* What is asked *
**a)** Answer the following from the text on Pete Seeger and Czech bluegrass:
(i) In what year did Seeger give concerts in communist Czechoslovakia?
(ii) Which instrument does Pepa play in The Malina Brothers?
(iii) In which city did the author assist with the band's English-language singing in the studio?
**b)** Pick up the text on Pete Seeger and Czech bluegrass after its final sentence and continue writing it.
------ Text segment
Pete Seeger and Czech Bluegrass

Photo © Ruth Ellen Gruber

I’ve written  about this before, but, with Pete Seeger’s death on Monday at the age of 94, I wrote a little piece for Tablet Magazine on the impact of Seeger’s 1964 concerts in communist Czechoslovakia on the development of the Czech bluegrass scene — the Czech Republic probably boasts more banjo-players and bluegrass bands per capita than any other country — the new documentary film Banjo Romantika, in which I appear as a “talking head,” goes into this phenomenon.

My Tablet piece was pegged not just to Seeger’s death, but to the fact that over the weekend I took part in the launch of a new CD by the Czech bluegrass-fusion band The Malina Brothers — banjoist Lubos, guitarist Pavel, fiddler Pepa and non-brother bassist Pavel Peroutka, all of whom are veterans of the scene and play in other major groups. Lubos, Pavel and Pepa visited me in Italy last year and gave a house concert to enthralled neighbors.

Back in September, I helped out in the studio in Prague with the band’s English language singing.
------------
------ Data
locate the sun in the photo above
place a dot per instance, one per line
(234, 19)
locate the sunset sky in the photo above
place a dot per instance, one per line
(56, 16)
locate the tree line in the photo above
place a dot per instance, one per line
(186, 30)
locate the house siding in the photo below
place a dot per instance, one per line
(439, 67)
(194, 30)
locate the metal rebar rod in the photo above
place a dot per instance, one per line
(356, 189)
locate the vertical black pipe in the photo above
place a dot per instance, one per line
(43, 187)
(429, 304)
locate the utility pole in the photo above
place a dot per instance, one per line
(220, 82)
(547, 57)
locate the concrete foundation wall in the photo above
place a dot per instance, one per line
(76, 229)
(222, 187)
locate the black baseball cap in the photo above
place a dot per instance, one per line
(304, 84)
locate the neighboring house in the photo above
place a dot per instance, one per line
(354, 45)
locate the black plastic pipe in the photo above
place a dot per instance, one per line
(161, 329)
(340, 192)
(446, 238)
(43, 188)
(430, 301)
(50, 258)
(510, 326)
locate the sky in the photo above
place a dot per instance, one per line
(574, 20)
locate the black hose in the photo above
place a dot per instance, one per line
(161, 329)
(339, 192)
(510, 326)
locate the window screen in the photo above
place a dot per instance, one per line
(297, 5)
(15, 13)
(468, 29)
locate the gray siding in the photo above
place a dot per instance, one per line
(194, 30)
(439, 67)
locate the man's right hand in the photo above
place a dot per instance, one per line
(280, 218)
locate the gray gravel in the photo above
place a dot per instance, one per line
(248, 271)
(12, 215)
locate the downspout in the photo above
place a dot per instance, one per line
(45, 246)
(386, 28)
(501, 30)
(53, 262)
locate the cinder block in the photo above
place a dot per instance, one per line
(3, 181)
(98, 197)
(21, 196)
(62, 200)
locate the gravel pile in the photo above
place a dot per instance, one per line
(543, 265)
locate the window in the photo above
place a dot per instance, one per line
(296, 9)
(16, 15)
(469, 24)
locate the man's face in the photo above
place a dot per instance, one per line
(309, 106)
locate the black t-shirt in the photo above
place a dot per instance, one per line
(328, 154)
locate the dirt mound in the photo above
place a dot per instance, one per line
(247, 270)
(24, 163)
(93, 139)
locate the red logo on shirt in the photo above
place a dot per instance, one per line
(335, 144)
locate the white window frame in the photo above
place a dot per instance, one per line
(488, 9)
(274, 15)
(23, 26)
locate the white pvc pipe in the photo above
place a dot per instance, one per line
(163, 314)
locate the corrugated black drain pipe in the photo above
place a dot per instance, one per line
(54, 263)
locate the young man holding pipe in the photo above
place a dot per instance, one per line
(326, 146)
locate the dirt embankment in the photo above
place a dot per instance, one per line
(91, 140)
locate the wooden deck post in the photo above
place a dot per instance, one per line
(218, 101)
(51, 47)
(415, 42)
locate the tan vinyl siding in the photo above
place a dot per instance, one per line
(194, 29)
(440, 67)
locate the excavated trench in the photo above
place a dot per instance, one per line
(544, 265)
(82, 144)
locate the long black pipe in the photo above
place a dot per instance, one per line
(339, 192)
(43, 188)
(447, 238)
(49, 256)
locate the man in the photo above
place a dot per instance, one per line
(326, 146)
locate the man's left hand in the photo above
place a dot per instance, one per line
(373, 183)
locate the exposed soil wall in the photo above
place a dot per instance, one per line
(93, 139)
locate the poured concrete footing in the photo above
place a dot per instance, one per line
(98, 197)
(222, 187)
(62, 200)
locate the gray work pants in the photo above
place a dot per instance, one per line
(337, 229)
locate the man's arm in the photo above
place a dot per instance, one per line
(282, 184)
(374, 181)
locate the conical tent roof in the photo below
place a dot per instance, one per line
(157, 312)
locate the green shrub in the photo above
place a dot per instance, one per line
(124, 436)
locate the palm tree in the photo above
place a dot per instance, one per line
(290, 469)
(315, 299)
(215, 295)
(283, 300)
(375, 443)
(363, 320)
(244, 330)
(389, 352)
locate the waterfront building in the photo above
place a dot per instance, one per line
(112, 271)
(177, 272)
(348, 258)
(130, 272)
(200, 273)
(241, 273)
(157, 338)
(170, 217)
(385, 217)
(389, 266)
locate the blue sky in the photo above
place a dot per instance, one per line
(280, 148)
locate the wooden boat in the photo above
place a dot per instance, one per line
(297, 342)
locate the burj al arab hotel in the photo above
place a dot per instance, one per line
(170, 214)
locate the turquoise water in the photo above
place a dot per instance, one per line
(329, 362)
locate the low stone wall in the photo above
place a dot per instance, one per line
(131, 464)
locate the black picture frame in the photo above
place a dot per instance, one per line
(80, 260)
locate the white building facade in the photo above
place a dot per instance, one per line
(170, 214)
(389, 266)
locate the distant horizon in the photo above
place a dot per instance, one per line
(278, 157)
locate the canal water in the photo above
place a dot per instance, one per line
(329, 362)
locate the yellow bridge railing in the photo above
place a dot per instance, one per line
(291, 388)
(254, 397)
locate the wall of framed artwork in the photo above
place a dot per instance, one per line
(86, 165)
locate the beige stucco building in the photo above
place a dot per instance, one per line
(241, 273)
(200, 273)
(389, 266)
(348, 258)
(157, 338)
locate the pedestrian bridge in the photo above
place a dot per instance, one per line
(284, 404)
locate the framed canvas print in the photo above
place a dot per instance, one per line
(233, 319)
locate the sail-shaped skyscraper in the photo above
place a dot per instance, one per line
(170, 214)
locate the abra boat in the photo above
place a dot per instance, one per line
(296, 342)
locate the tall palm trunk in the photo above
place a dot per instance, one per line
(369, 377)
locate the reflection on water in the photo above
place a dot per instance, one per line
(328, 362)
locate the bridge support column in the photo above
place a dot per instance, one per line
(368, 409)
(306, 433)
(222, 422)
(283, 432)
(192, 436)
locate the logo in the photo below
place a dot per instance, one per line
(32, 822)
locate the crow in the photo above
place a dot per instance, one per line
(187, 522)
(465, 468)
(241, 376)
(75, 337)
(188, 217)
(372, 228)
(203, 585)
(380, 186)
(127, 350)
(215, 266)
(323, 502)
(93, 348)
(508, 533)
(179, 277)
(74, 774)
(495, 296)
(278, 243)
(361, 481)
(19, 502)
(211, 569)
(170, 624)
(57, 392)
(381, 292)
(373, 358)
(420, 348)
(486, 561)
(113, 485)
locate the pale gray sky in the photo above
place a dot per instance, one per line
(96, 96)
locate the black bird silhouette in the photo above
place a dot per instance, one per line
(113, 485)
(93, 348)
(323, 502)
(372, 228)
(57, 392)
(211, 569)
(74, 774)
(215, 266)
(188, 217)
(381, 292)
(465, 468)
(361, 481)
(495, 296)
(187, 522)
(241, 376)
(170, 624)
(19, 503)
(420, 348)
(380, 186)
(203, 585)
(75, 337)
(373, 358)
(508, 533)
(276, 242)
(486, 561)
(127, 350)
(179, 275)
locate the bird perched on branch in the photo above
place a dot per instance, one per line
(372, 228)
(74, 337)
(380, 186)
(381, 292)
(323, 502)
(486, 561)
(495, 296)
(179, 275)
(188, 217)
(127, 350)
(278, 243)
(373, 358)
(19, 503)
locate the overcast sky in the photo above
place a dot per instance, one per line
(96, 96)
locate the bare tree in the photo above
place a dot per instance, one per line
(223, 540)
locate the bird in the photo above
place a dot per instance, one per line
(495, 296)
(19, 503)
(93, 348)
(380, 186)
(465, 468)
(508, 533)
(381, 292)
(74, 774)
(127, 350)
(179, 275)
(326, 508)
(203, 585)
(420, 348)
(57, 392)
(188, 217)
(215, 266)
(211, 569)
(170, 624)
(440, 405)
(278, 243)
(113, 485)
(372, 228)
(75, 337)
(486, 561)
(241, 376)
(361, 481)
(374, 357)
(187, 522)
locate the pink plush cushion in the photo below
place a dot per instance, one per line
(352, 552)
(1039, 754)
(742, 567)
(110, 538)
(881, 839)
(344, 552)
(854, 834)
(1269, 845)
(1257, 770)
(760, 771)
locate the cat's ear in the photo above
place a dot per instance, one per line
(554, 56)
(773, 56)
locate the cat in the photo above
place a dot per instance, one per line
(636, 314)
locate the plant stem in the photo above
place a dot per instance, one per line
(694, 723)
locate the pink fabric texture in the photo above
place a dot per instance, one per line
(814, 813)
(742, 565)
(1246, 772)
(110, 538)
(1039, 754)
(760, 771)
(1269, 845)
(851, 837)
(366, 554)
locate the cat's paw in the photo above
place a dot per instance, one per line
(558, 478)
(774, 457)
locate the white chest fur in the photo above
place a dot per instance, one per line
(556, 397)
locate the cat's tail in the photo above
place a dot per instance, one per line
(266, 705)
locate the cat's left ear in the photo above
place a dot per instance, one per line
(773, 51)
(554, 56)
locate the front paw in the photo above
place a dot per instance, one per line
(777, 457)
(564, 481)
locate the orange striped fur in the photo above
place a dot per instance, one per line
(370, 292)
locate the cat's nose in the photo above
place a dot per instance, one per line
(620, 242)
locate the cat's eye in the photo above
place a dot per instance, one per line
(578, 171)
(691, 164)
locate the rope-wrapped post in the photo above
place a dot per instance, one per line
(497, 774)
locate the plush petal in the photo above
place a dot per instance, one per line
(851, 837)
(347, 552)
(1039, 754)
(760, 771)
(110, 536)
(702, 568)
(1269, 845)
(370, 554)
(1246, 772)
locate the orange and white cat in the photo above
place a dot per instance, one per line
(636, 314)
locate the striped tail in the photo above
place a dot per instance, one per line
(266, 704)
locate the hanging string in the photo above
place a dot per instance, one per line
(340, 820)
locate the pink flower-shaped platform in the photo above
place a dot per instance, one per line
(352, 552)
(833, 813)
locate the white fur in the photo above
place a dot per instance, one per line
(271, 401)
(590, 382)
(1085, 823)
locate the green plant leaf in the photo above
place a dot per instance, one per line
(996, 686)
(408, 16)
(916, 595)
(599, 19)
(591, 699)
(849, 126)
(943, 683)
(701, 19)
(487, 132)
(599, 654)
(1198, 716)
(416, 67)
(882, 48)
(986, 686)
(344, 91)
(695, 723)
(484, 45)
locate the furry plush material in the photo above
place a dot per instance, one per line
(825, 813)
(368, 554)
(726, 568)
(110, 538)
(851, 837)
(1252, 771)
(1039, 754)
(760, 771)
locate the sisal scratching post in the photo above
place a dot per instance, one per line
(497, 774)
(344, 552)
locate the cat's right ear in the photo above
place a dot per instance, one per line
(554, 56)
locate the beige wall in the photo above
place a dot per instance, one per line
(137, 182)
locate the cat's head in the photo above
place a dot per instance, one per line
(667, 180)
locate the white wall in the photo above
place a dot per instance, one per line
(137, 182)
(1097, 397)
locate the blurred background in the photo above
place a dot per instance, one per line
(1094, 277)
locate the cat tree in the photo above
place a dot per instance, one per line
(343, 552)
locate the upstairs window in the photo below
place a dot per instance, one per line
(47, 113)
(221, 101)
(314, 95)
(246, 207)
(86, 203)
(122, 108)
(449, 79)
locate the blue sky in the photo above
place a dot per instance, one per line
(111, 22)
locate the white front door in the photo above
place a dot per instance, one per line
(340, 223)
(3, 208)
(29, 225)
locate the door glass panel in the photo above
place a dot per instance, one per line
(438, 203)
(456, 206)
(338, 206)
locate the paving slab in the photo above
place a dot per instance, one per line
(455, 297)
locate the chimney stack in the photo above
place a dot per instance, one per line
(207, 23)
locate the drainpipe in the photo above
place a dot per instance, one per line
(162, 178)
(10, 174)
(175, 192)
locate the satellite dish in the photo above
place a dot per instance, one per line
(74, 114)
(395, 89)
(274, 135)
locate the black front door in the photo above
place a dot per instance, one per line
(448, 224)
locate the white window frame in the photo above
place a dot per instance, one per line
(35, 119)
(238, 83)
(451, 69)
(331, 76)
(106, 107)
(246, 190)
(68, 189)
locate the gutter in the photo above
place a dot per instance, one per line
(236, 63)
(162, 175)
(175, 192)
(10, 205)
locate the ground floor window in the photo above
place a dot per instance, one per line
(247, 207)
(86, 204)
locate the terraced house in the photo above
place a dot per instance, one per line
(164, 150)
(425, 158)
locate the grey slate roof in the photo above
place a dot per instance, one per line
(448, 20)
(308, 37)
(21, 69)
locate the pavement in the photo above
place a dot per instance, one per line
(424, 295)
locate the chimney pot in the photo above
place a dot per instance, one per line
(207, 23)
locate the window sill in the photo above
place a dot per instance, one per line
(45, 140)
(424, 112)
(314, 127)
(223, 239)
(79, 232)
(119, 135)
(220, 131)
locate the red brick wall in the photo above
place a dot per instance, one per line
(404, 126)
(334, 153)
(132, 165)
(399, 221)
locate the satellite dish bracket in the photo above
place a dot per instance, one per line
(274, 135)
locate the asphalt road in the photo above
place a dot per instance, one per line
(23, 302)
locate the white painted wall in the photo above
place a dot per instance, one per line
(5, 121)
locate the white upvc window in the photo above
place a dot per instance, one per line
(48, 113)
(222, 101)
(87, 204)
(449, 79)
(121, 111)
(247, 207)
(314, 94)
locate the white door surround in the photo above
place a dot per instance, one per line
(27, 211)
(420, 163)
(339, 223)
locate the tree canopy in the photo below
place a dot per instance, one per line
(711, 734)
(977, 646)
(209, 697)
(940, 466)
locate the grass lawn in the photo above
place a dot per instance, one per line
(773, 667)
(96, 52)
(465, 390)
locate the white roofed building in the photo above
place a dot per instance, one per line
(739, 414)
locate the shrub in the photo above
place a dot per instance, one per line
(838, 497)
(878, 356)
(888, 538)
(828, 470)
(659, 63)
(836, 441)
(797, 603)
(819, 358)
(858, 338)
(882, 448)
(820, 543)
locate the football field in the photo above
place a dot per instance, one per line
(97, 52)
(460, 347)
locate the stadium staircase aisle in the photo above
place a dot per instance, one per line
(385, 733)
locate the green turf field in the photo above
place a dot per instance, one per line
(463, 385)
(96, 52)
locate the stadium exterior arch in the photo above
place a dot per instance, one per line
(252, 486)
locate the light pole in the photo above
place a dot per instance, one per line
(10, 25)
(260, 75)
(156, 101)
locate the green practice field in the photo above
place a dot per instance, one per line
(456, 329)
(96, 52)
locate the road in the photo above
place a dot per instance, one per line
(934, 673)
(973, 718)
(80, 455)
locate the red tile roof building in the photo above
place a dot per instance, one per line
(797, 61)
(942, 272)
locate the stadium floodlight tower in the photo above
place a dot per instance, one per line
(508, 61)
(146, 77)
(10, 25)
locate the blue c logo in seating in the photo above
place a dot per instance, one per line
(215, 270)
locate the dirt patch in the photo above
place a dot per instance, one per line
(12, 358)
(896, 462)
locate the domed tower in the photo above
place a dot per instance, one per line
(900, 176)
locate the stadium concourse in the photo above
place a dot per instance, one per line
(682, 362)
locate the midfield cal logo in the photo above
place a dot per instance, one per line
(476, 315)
------------
* The answers *
**a)**
(i) 1964
(ii) The fiddle
(iii) Prague

**b)**
On Sunday night, at a sold-out concert in the brothers’ home town of Nachod, in northern Bohemia, they brought me up on stage for the “krest” — christening — to toast the new release with sparkling wine.

I wrote in Tablet:

It was almost exactly 50 years ago that Seeger performed a series of concerts in the then-communist Czechoslovakia in March 1964. For the first time, people saw a five-string banjo being played, an instrument whose distinctive twang they’d heard while listening clandestinely to the American Forces radio broadcast from across the Iron Curtain. Seeger’s performance electrified music fans, who ended up launching a Czech bluegrass scene. (The first Czech five-strings were made from photos of Seeger’s; today, Czech banjo-makers export their instruments worldwide.)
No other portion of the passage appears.